I did, yeah. I’ve worked over the years with Jodie Foster on a number of things. She was directing the episode and she called me and said, “I’d love you to do it with me.” And I said, “I know what a treat this will be.” She is just magnificent. And that’s quite a series. Thought-provoking, sometimes shocking. It was fun. Certainly fun through her eyes and her sensibilities.
You mentioned earlier that you’re working on another record?
Yeah, I’m working on an electronic record that’s basically based on all the electronic synthesizers and the real stuff. I’m gonna get that out in the next three months probably.
You’re going quick!
Well that’s one thing you learn in the film business, you learn how to work quickly and efficiently.
What would you say is your advice to people who are working independently? How to keep the pace up?
Well, I set myself targets. I make plans on what to accomplish in a couple months and in order to make that target what I have to do next week or what I have to do today. Set goals and just insist that you get there.
The truth of the matter is that you have to love the process. I have three sons who are now working on professional careers and they’re making choices as to what direction to head in. I said, “Look, that professional may make more money at the end of the day, but if you don’t jump out of bed wanting to do the doing of it every morning, then forget it.” Of course you wanna be successful at it, of course you wanna make scads of money, of course you wanna get recognition and success but you have to do it first. You have to love doing it first and if you hate doing it, it’s never going to happen.

> _Short exercise 1_:
Can you repeat word for word everything in the interview excerpt from "You’re going quick!" down to "the pace up?"?
The interview excerpt and the records that follow it are unrelated.

> _Data lines_:
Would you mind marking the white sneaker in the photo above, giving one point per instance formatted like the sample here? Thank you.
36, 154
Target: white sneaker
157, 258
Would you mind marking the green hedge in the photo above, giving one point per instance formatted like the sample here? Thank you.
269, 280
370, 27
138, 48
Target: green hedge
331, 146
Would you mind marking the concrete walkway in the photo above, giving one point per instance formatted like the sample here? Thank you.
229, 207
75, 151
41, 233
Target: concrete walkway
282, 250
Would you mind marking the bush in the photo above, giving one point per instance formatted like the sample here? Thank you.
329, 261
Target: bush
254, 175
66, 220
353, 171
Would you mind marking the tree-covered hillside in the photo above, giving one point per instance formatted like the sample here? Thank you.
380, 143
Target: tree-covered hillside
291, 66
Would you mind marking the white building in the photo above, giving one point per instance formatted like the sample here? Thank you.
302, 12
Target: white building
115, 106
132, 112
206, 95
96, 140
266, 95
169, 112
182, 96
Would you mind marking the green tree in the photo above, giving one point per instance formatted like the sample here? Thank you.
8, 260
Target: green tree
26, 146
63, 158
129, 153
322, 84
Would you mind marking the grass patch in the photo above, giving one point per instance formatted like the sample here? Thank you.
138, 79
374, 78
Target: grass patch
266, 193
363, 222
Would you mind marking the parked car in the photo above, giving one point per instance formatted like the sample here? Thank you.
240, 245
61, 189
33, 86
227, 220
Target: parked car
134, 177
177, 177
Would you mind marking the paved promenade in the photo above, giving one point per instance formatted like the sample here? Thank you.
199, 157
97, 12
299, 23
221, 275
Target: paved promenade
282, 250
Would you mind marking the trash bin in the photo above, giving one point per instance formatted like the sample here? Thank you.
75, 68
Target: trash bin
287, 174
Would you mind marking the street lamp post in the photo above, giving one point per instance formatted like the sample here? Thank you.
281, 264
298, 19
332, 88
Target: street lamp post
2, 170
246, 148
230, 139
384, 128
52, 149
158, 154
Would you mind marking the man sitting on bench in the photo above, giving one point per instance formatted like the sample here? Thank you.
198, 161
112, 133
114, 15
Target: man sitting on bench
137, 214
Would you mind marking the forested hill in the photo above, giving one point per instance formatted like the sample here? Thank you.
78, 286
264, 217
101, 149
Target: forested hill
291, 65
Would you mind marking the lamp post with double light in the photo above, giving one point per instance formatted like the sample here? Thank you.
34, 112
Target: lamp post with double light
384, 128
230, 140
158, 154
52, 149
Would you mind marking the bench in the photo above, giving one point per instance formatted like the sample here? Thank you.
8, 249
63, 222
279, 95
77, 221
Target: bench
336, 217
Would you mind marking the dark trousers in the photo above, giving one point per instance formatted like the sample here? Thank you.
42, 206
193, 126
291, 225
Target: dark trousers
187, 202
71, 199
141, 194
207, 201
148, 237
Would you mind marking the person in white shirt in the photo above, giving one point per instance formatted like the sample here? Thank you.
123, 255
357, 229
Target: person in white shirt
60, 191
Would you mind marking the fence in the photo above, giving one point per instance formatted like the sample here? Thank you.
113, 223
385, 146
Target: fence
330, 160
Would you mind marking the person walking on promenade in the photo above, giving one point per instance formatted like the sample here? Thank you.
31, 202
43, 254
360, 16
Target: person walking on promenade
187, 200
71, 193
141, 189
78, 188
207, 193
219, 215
==
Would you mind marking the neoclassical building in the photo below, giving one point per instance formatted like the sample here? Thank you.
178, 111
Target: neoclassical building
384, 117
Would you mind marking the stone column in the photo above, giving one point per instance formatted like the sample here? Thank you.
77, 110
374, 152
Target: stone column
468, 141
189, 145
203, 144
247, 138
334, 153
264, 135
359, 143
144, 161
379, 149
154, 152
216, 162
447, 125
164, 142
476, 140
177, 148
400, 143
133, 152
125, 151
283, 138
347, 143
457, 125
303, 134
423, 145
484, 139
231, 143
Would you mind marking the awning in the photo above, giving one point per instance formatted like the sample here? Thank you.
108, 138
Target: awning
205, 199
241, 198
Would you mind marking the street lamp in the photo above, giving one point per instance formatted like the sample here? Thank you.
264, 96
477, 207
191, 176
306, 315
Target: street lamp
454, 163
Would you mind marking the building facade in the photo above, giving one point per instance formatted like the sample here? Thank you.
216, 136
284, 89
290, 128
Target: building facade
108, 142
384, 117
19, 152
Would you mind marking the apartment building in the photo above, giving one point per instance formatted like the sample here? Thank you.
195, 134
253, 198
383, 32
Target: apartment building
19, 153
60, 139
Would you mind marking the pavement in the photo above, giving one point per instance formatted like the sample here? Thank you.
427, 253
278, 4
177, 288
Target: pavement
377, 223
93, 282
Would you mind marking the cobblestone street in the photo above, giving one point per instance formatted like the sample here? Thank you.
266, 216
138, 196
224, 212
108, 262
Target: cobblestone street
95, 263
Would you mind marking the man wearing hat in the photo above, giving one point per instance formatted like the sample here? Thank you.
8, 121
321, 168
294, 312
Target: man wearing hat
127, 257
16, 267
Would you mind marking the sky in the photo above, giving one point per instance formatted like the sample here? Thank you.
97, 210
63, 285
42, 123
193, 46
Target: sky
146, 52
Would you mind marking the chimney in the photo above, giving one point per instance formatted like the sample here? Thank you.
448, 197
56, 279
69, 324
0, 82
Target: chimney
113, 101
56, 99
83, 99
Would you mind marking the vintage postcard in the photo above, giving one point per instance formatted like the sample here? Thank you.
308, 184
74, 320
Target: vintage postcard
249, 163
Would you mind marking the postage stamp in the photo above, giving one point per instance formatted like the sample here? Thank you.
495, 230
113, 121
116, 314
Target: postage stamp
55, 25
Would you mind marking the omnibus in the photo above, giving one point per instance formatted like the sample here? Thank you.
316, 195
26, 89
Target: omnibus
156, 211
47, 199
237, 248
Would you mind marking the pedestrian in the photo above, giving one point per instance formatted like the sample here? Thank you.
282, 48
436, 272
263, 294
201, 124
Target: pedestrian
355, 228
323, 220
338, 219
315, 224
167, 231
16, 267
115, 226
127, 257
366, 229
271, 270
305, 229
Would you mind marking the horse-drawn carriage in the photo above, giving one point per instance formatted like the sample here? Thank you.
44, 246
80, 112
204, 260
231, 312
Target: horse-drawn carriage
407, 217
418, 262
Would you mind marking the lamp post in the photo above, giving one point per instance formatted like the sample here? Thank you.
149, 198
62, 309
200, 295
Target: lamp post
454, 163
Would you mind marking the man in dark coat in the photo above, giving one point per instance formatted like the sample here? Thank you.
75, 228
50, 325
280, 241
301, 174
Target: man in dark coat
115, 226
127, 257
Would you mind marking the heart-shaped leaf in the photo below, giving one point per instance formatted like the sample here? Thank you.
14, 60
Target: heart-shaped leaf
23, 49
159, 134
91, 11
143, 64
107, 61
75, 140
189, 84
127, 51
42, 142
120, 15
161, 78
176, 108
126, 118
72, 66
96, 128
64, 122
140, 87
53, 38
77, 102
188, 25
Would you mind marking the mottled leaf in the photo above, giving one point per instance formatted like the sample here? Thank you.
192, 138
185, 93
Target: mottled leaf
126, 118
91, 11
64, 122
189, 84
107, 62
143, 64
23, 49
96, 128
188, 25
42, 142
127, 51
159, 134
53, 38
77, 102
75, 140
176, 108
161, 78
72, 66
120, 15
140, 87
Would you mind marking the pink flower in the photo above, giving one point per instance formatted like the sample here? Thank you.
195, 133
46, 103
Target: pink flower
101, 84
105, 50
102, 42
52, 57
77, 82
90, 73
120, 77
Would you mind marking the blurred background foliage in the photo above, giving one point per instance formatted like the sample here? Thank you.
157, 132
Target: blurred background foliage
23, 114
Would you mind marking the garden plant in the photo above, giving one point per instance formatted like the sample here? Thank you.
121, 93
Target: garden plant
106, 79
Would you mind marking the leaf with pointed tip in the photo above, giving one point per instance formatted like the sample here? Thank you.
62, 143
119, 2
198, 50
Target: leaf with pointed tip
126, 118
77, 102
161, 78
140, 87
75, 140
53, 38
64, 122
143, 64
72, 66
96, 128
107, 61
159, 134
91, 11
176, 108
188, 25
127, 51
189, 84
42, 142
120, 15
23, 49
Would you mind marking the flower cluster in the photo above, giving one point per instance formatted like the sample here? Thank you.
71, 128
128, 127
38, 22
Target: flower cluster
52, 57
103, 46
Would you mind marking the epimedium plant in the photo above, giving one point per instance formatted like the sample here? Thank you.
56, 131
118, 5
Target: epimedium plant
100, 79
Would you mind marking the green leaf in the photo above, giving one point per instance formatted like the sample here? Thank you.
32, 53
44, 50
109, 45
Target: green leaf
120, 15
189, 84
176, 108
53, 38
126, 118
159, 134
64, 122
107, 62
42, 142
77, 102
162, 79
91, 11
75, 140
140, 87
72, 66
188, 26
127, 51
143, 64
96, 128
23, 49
==
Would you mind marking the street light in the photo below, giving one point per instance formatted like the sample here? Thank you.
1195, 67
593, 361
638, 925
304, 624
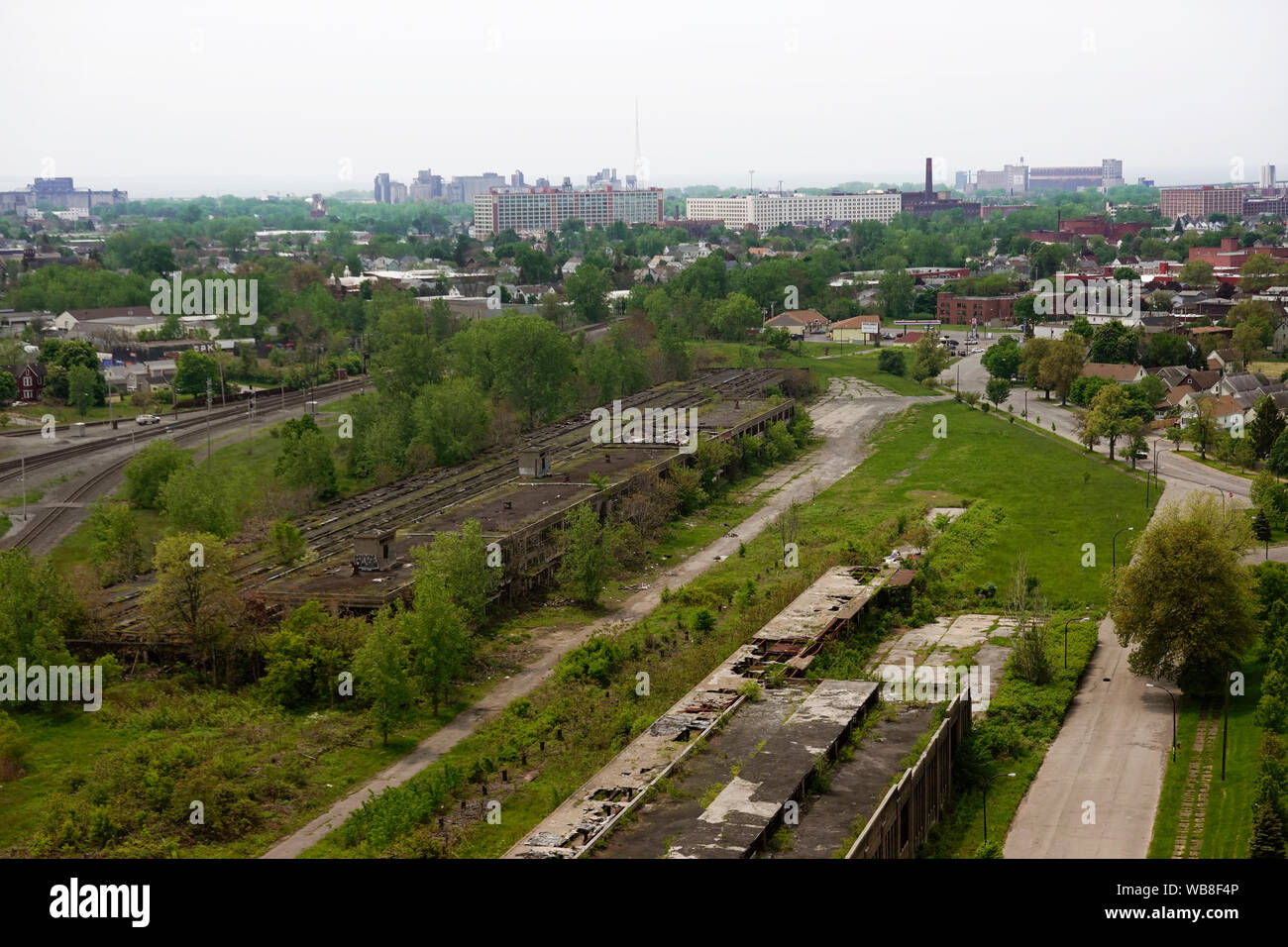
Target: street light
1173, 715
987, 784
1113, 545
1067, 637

> _Short exercise 2_:
Which lines of the records contain the string "omnibus"? Pick out and copy each of those lines, treating uppercase and lowercase as different.

> _Final result 1_:
You’re going quick!
Well that’s one thing you learn in the film business, you learn how to work quickly and efficiently.
What would you say is your advice to people who are working independently? How to keep the pace up?

> _Final result 2_:
Would you mind marking the omnibus in the photo above, giving one point per instance formatted like the sample here? Thank you.
Target: omnibus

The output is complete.